-- Start of Data lines --
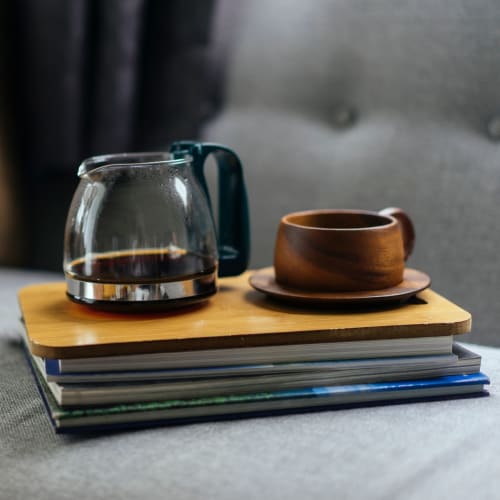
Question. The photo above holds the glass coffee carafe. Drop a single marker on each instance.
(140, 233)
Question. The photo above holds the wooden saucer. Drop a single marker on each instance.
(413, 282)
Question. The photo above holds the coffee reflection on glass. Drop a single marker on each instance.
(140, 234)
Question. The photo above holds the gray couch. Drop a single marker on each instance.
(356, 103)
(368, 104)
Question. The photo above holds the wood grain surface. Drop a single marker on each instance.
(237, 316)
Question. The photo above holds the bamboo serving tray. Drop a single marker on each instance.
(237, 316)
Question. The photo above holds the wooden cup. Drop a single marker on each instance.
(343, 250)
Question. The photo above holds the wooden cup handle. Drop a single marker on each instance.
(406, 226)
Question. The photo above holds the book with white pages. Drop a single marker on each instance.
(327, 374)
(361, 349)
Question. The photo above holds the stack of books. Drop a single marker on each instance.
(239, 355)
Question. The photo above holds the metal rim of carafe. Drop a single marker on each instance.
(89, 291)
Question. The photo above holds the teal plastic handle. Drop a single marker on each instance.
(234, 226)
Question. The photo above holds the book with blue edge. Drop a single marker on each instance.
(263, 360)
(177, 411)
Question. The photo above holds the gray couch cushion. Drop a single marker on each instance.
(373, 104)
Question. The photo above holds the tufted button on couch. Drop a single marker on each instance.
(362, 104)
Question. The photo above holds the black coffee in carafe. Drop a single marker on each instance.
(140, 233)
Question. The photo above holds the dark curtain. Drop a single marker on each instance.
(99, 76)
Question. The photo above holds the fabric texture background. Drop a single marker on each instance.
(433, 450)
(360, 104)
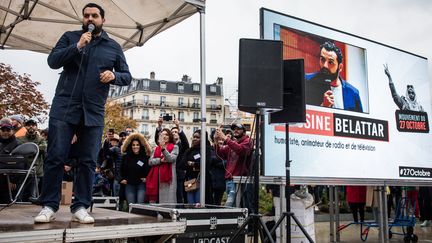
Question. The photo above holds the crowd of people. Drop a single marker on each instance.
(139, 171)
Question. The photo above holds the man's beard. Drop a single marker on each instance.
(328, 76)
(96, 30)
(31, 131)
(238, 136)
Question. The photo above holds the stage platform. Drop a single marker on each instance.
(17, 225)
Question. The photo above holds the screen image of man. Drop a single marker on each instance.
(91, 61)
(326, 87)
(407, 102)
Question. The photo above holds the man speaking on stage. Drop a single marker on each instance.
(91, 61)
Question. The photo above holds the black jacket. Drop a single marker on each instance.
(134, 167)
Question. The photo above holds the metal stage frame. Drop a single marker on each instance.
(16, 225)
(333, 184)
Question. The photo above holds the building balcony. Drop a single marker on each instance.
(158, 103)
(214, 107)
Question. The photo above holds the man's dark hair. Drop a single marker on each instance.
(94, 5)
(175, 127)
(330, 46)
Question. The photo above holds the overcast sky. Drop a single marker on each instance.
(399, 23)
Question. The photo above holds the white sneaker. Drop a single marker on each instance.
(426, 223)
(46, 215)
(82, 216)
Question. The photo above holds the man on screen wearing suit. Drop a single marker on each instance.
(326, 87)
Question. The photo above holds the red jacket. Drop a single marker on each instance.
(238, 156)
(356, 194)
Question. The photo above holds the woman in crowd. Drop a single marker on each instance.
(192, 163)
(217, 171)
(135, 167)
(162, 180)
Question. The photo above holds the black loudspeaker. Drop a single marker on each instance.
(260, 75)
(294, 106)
-- End of Data lines --
Exercise instructions:
Could you reproduce the material from the line containing "Question. The photo above holds the stage" up to and including its final line, requests and all, while shifting every number in the coordinate pairs by -66?

Task response:
Question. The photo above holds the stage platform. Drop a single marker on each instance.
(-49, 159)
Question. The photo above holds the screen image of man. Drop a single marker on each instance.
(25, -5)
(260, 21)
(341, 36)
Question. The photo above holds the man speaking on stage. Drop a single marker on each instance.
(25, -5)
Question. The photo above holds the black jacket. Drop a single marker on each instance.
(68, 101)
Question. The photo above holds the metal stage frame. Drop a single marker on each instance.
(-50, 159)
(267, 118)
Question. The photo above holds the building balcony. Drop a single marker on each instance.
(92, 37)
(148, 41)
Question. The photo above holds the man's dark hair. Drop a single marker on each instance.
(28, -61)
(109, 61)
(264, -20)
Question. The photo above holds the overcast sky. Drop a single marker on each instance.
(333, -43)
Question. The photo above holds the white sneaker. Drop a single marker on each instance.
(360, 157)
(-20, 149)
(16, 150)
Question. The photo above holds the man on screen wearing suit. Drop a single marker on each instance.
(260, 21)
Question. The photo above holds the red jacket. Drop a single marker on each instance.
(172, 90)
(290, 128)
Question. The photo above holds the woman in crowd. Drop a single marker on each instance.
(126, 97)
(151, 105)
(69, 101)
(96, 114)
Question. The photo above holds the black loudspeaker. Drop a single marker on each instance.
(194, 9)
(228, 40)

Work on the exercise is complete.